Page excerpt:
──────────
Social determinants of health affect the outcomes of many illnesses, and paediatric cancer is no exception.
In fact, children with acute lymphoblastic leukaemia (ALL) living in poverty are significantly more likely to relapse and die from their disease than those from wealthier backgrounds.
While socioeconomic status often influences survival outcomes, children with relapsed/refractory ALL treated with CAR T-cell therapy living in poverty are equally likely to achieve overall survival as children from more socioeconomically advantaged households, according to a study published today in Blood.
CAR T-cell therapy is a type of immunotherapy in which a patient’s T-cells, immune cells in the body that fight infection, are removed, genetically modified in a laboratory to help them identify and target cancer cells, and then infused back into the patient’s bloodstream where they find and destroy cancer cells.
This therapy has been shown to be successful in improving outcomes for those with ALL, yet it can be expensive, time-intensive, and largely out of reach for many marginalised groups.
Further, some researchers argue that because marginalised groups have lower overall survival rates, they may be less likely to fare well with CAR T-cell therapy. However, the results of this new Blood study may change this narrative.
“What we see here is that among this cohort, CAR T-cell therapy is equally effective regardless of poverty exposure,” said Haley Newman, MD, a fellow in paediatric oncology in the division of oncology and cancer immunotherapy program at Children’s Hospital of Philadelphia (CHOP).
“This study suggests that CAR T-cell therapies work equivalently.”
Dr. Newman and colleagues studied the outcomes of 206 children and young adults treated at CHOP, with a median age of 12.5 years with reduced/refractory ALL treated on one of five CD19-directed CAR T-cell clinical trials or with a commercial CAR-T, tisagenlecleucel.
They collected data from CAR T-cell clinical trial datasets and electronic medical records from patients treated between April of 2012 and December of 2020.
Researchers then sorted patients by socioeconomic and neighbourhood opportunity exposures, which they determined using insurance types and patient addresses.
Children with public insurance plans were considered household-poverty exposed, while those with private or commercial insurances were not.
Researchers used a census tract-based multidimensional quality measure of US neighbourhood metrics to determine neighbourhood opportunity, or the access a household has to resources that influence children’s health and development, based on where patients were living.
“Many previous neighbourhood studies have sorted data at the zip code level. We actually had address data for these patients, which allowed us to geocode their census tract, which is the level at which the childhood opportunity index is measured,” explained Dr. Newman.
Results revealed no significant difference in overall survival or complete remission rates between household-poverty exposed patients with lower neighbourhood opportunity and those from more advantaged households (unexposed to household poverty or living in high opportunity neighbourhoods).
──────────
Dataset entries:
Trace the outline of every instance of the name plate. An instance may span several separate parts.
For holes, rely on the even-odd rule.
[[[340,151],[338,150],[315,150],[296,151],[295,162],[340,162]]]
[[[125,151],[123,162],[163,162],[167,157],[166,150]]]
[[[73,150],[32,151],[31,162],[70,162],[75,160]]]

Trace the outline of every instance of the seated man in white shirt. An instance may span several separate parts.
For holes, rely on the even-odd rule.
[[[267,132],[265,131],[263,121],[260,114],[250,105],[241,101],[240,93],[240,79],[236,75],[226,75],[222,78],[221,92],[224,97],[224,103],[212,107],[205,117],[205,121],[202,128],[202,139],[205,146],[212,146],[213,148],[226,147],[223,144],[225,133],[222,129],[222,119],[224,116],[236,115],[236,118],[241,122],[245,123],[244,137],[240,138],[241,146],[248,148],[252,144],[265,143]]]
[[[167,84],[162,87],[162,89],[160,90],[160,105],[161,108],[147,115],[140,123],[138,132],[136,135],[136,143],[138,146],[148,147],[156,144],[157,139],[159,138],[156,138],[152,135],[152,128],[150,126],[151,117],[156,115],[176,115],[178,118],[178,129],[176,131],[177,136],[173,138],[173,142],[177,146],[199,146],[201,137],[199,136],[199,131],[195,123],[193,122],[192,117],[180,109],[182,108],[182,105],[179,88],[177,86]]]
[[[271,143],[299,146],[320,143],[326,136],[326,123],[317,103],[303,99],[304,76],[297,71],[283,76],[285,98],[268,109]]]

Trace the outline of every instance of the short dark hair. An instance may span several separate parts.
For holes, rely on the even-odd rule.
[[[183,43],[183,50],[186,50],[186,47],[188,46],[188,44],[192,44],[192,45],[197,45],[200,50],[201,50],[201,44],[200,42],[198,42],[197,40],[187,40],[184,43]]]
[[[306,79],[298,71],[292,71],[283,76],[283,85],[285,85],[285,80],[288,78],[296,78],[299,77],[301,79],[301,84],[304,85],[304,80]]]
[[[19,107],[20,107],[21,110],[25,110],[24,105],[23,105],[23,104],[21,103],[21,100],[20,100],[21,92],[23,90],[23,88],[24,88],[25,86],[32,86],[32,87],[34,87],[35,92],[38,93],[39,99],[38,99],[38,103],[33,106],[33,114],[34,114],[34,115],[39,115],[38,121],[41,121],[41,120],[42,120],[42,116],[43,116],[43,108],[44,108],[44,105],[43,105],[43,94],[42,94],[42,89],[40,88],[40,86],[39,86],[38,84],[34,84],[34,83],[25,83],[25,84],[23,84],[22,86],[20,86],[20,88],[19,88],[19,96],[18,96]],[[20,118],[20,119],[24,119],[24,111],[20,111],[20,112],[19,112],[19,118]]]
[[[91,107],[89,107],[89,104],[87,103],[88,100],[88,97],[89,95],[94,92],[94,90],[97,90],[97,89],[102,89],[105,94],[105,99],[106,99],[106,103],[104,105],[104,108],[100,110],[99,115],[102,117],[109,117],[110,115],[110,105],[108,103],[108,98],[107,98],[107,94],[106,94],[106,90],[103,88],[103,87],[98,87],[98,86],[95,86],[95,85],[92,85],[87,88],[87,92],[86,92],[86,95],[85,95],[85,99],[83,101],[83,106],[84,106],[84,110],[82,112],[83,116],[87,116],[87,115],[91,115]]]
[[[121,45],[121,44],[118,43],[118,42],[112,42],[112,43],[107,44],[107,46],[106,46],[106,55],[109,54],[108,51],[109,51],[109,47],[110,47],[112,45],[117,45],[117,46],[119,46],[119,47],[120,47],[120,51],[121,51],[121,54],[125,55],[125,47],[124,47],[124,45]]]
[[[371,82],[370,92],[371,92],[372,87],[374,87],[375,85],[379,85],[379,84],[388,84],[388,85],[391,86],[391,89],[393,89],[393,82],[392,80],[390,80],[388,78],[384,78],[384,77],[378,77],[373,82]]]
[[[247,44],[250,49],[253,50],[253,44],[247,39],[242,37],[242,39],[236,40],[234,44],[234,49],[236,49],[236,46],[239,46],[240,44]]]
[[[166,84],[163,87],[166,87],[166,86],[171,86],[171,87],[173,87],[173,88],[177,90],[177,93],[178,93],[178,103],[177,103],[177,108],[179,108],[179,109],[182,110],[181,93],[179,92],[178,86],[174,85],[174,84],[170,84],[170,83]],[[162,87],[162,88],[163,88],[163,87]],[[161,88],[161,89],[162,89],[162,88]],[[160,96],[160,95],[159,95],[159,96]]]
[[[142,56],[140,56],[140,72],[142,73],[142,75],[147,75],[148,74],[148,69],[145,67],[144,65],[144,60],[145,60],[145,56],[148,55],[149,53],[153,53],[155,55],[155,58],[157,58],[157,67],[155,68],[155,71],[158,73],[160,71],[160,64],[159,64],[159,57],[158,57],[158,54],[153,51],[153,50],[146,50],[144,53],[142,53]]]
──────────
Parts of the exercise:
a. Rewrite the stretch of the CAR T-cell therapy article from "Results revealed no" through "high opportunity neighbourhoods).", changing "advantaged" to "privileged".
b. Go on with the article about poverty and CAR T-cell therapy outcomes in childhood leukemia, starting after its final sentence.

Your written answers:
a.
Results revealed no significant difference in overall survival or complete remission rates between household-poverty exposed patients with lower neighbourhood opportunity and those from more privileged households (unexposed to household poverty or living in high opportunity neighbourhoods).

b.
Interestingly, the data also demonstrated that children from more advantaged households were significantly more likely to present with high disease burden at the time of referral for CAR T-cell infusion.
Because high-disease burden is associated with inferior outcomes and greater risks for toxicity, those presenting with severe forms of disease are generally considered at greater risk with CAR T-cell treatment.
Dr. Leahy, an oncologist in the division of oncology at CHOP, explains that while we know patients with higher disease burdens are generally sicker, the data suggest that those from more advantaged households with high disease burdens are still being referred for CAR T-cell therapy, while those from lower socioeconomic groups may not be referred or may have more challenges to advocating for the same treatment.
“We can’t say exactly why we’re seeing a difference in disease burden, but it could be due to provider referral biases, families from more advantaged households having more resources to access CAR-T and more flexibility to take time off work for treatments, or there may be a difference in how families are able to advocate for their children to receive this therapy,” explained Dr. Leahy.
While these results provide both hope and evidence to increase access to CAR-T for those from disadvantaged households, investigators still voice the importance of replicating these findings in larger populations outside of clinical trial settings.
Dr. Newman noted that this study incorporates data from a single center, so its results cannot be generalised to populations outside of the CHOP community.
“This study shows us that patients from disadvantaged households do well with CAR T-cell therapy,” said Dr. Newman.
“To me, that says that we need to make this therapy more accessible, whether that be through new interventions, or providing more resources for families, like transportation and funding for medical leave.”